[Directions]
• A. Shorten the paragraph beginning "My Dad was very good with the family money" from the excerpt on teaching kids about money, or turn it into a list, while keeping its main facts.
• B. In the excerpt on teaching kids about money, reproduce the text between "My Dad was very" and "a lifelong saver.", inclusive, replacing "newsagent" with "corner store".

Teaching kids about money is an essential life skill. They have to learn that money does not “Grow on Trees” it has to be earned.

I think I was lucky growing up my parents where "big on chores" all four kids had their daily and weekly jobs and these got bigger / harder as when each grew as did the "pocket money" every week from Dad (either Friday evening or Saturday morning depending on what shift he was working) this could be reduced / stopped for bad behavior or poor grades and "bonuses" where paid for exceptionally good grades / behavior.

My Dad was very good with the family money (my Mum a lot less so we found out after their divorce) and he encouraged us each to open savings accounts and to put money away (for the summer vacation / gifts). I would proudly put my own donation in the collection bag at church on Sunday.

When I was 13 my Dad told me that my "pocket money" would stop after the school holiday but that the local newsagent was looking for reliable boys to deliver the morning papers and I also did jobs (cutting the grass / washing cars) for people in the street. At a similar age my sister started "baby sitting" our youngest brother or neighbors’ kids. All this input helped me to become a lifelong saver.

[Information provided]
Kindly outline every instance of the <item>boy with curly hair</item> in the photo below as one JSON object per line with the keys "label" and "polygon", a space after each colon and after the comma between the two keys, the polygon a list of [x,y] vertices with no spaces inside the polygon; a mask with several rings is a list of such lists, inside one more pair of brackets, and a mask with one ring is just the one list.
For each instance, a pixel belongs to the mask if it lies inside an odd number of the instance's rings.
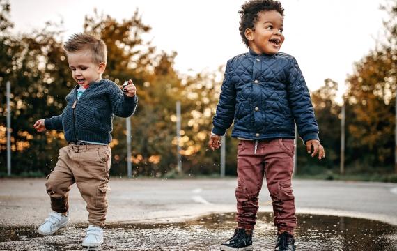
{"label": "boy with curly hair", "polygon": [[61,115],[38,120],[38,132],[63,130],[69,143],[59,150],[58,162],[47,177],[47,193],[52,211],[38,228],[52,234],[68,222],[68,195],[76,183],[87,204],[88,222],[83,246],[98,248],[103,242],[102,227],[107,212],[107,191],[114,115],[129,117],[138,102],[137,89],[130,80],[124,93],[113,82],[102,78],[106,68],[107,47],[91,35],[75,34],[64,45],[72,77],[77,84],[66,96]]}
{"label": "boy with curly hair", "polygon": [[[258,196],[263,178],[272,200],[277,227],[275,250],[295,250],[297,227],[291,187],[295,123],[307,152],[325,157],[318,139],[310,94],[295,59],[279,52],[284,9],[274,0],[242,6],[240,32],[249,52],[228,60],[208,142],[212,150],[234,121],[238,146],[238,223],[221,250],[252,250]],[[313,151],[312,151],[313,150]]]}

[Responses per task]
• A.
- The writer's dad managed the family money well. The mum was much less careful, which the children learned after the divorce.
- He encouraged each child to open a savings account and to save for the summer vacation and for gifts.
- The writer proudly put their own donation in the church collection bag on Sundays.

• B.
My Dad was very good with the family money (my Mum a lot less so we found out after their divorce) and he encouraged us each to open savings accounts and to put money away (for the summer vacation / gifts). I would proudly put my own donation in the collection bag at church on Sunday.

When I was 13 my Dad told me that my "pocket money" would stop after the school holiday but that the local corner store was looking for reliable boys to deliver the morning papers and I also did jobs (cutting the grass / washing cars) for people in the street. At a similar age my sister started "baby sitting" our youngest brother or neighbors’ kids. All this input helped me to become a lifelong saver.